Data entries
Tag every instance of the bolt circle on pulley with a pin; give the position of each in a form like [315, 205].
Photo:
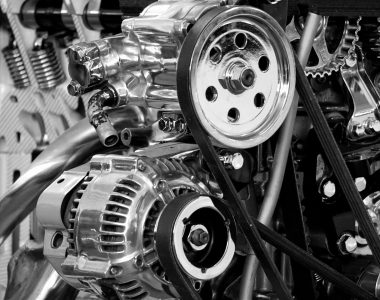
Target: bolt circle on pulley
[240, 75]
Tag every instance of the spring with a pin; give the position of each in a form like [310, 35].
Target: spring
[46, 66]
[370, 38]
[16, 66]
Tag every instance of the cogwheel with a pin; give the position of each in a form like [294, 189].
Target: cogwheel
[324, 62]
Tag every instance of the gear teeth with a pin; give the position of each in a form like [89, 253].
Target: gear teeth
[344, 50]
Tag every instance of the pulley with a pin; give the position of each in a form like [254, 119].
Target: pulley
[241, 75]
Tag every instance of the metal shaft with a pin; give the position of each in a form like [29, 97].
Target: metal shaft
[280, 157]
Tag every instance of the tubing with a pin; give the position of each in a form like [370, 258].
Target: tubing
[72, 148]
[280, 158]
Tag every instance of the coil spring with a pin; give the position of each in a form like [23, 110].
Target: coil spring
[46, 66]
[370, 38]
[16, 66]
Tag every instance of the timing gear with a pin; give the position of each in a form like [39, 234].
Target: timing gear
[102, 233]
[330, 52]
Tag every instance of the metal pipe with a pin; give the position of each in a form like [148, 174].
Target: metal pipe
[98, 117]
[280, 158]
[72, 148]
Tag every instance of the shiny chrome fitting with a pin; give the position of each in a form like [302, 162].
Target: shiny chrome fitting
[232, 161]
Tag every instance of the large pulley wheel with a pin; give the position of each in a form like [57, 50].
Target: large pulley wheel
[236, 68]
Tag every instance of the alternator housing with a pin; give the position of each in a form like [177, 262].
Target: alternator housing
[100, 224]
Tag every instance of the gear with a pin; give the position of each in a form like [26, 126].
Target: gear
[327, 60]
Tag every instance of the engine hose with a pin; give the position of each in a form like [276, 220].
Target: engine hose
[280, 158]
[71, 149]
[98, 117]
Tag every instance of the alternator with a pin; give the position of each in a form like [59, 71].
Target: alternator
[100, 227]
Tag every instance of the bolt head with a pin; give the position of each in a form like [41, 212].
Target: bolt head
[237, 161]
[141, 166]
[74, 88]
[375, 126]
[350, 244]
[360, 183]
[329, 189]
[359, 130]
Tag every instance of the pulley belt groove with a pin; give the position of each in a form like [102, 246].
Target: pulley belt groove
[336, 160]
[166, 252]
[209, 153]
[307, 260]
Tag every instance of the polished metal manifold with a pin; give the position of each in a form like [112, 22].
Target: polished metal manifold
[139, 64]
[365, 119]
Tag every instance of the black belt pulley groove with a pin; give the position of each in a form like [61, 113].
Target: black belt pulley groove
[212, 159]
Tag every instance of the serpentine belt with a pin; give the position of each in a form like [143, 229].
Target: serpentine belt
[337, 162]
[212, 159]
[166, 252]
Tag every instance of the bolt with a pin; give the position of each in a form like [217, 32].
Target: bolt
[329, 189]
[373, 126]
[347, 243]
[141, 166]
[350, 244]
[360, 183]
[161, 185]
[163, 124]
[114, 270]
[359, 130]
[199, 237]
[74, 88]
[237, 78]
[232, 161]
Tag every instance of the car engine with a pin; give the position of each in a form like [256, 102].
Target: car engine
[194, 149]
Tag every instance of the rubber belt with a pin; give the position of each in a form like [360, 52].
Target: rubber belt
[336, 160]
[212, 159]
[309, 261]
[166, 252]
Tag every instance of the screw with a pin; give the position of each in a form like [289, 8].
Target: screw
[350, 244]
[347, 243]
[161, 185]
[114, 270]
[141, 166]
[329, 189]
[359, 130]
[373, 126]
[199, 237]
[74, 88]
[360, 183]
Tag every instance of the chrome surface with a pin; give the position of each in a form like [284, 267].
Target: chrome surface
[31, 277]
[281, 155]
[140, 64]
[16, 66]
[116, 204]
[364, 121]
[242, 77]
[201, 203]
[327, 61]
[45, 63]
[72, 148]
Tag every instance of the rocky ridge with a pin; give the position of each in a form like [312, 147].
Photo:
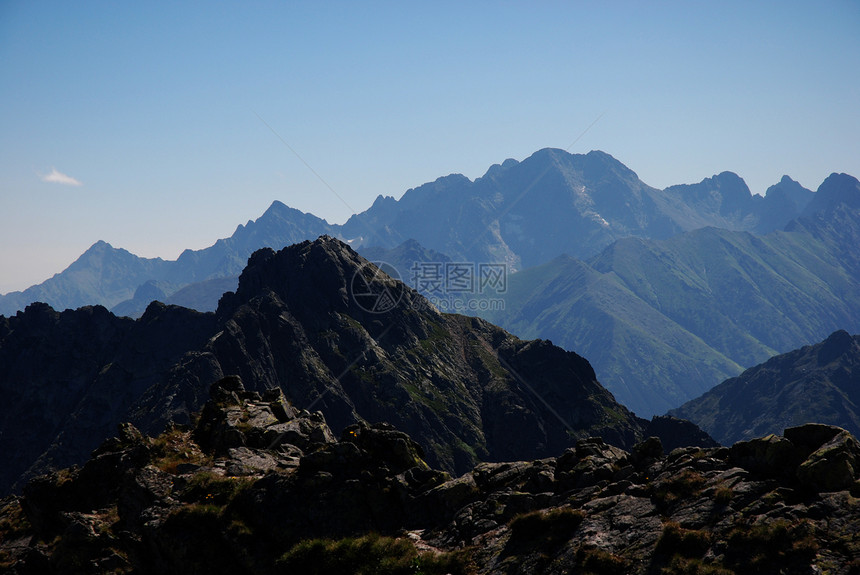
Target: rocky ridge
[260, 487]
[814, 383]
[336, 335]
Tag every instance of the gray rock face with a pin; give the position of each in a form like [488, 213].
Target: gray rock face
[170, 505]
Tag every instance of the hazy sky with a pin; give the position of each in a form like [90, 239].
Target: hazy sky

Required action | The job here is to write out the records exactly, pictures excluded.

Result of this task |
Tag every instance of the bolt circle on pulley with a pin; give the position of each in a form like [315, 205].
Photo:
Target: bolt circle on pulley
[240, 75]
Tag every instance of the spring with a pin; give the position of each in a form like [310, 35].
Target: spring
[46, 66]
[370, 38]
[16, 66]
Tag every instance of the cogwheel with a pin; give the position of each in a form like [294, 189].
Target: cogwheel
[324, 62]
Tag every instance of the gear teeth with a pin; give the position of each in a form like [89, 253].
Target: gear teeth
[344, 50]
Tag every instance of the pulley with a pin; give the position of each in a form like [254, 119].
Target: pulley
[241, 75]
Tag every instance of the metal shaft with a pin; give the position of each in a form like [29, 97].
Target: metal shaft
[280, 157]
Tag every instance of the tubing with a pin; give the position of each in a form like [370, 258].
Target: tubing
[72, 148]
[280, 158]
Tag every instance of the coil spring with a pin; give the position of each in a form like [23, 110].
Target: coil spring
[46, 66]
[370, 38]
[16, 66]
Tag every instance of the timing gear with a pin; give the position of each in a form like [39, 234].
Target: timing gear
[102, 233]
[330, 52]
Tag every instance of the metal pipe with a pin; give the position of each in a form like [148, 174].
Target: metal pipe
[98, 117]
[280, 158]
[72, 148]
Tag every instance of the shiny chrome fitting with a pin; give the position of each in a form like [302, 162].
Target: shiny chrome fitting
[232, 161]
Tag every instance of the large pulley wheel with a pin; give the position of each in a form like [57, 50].
Target: large pulley wheel
[236, 68]
Tag every instance of the alternator housing with a pin; give the position of each in a form like [177, 262].
Target: alternator housing
[100, 224]
Tag every instance of the gear with a pin; give the position of each in a form like [26, 126].
Target: gear
[327, 60]
Tag every instance of the engine hose with a pin; give the position of each in a form like [276, 220].
Target: engine hose
[280, 158]
[71, 149]
[98, 117]
Tag every instance of the alternator with a pin; give the position of each in a form like [59, 71].
Target: alternator
[100, 227]
Tag every instance of the bolt head with a pin; give the position of each in a form like [41, 212].
Target: bolt head
[237, 161]
[141, 166]
[74, 88]
[375, 126]
[350, 244]
[360, 183]
[329, 189]
[359, 130]
Tag every instance of the pulley belt groove with a pin; give the position of each in a form like [102, 246].
Target: pulley belt groove
[336, 160]
[166, 252]
[209, 153]
[307, 260]
Tag every instance of the polished metal manifold with a pin; give the position of each in a form like [112, 22].
Target: polished metal manifold
[139, 64]
[365, 119]
Tag every instance of the black belt pulley groove with a pin; give the position of each in a form like [61, 113].
Target: black belt pulley groove
[212, 159]
Tag every instance of the serpentine belt with a pin; give the position of each in a form like [143, 229].
Target: serpentine belt
[337, 162]
[212, 159]
[166, 252]
Tag every instance of the bolt with a pin; give the position of each in a form like [217, 32].
Target: bolt
[329, 189]
[373, 126]
[347, 243]
[141, 166]
[350, 244]
[360, 183]
[161, 185]
[163, 124]
[114, 270]
[359, 130]
[199, 237]
[74, 88]
[237, 78]
[232, 161]
Tag every instance of the car engine with a pin; give the position of each in a form like [256, 102].
Target: car engine
[194, 149]
Tag every instance of the rubber belt with a pin; give the position of each in a form like [360, 52].
Target: rubber belt
[336, 160]
[212, 159]
[309, 261]
[166, 252]
Tag every instance of the screw with a pin; give the position of each in a form like [289, 8].
Target: screw
[350, 244]
[347, 243]
[161, 185]
[114, 270]
[141, 166]
[329, 189]
[359, 130]
[373, 126]
[199, 237]
[74, 88]
[360, 183]
Tag every instance of the chrome surface with a pin; give the position of each in a form like [284, 267].
Target: chrome surface
[31, 277]
[281, 155]
[140, 64]
[16, 66]
[116, 204]
[364, 121]
[242, 77]
[201, 203]
[327, 61]
[45, 63]
[72, 148]
Tag every instance of the rocky ridge with a pin; give the position of each in a form like [312, 147].
Photo:
Target: rocky ridge
[260, 487]
[814, 383]
[336, 335]
Tag every instance of the gray rock face with a pin; give the position of each in a form like [488, 213].
Target: gray rock face
[170, 505]
Tag every instance of the hazy sky with a pin; give the position of each in a form like [90, 239].
Target: hazy sky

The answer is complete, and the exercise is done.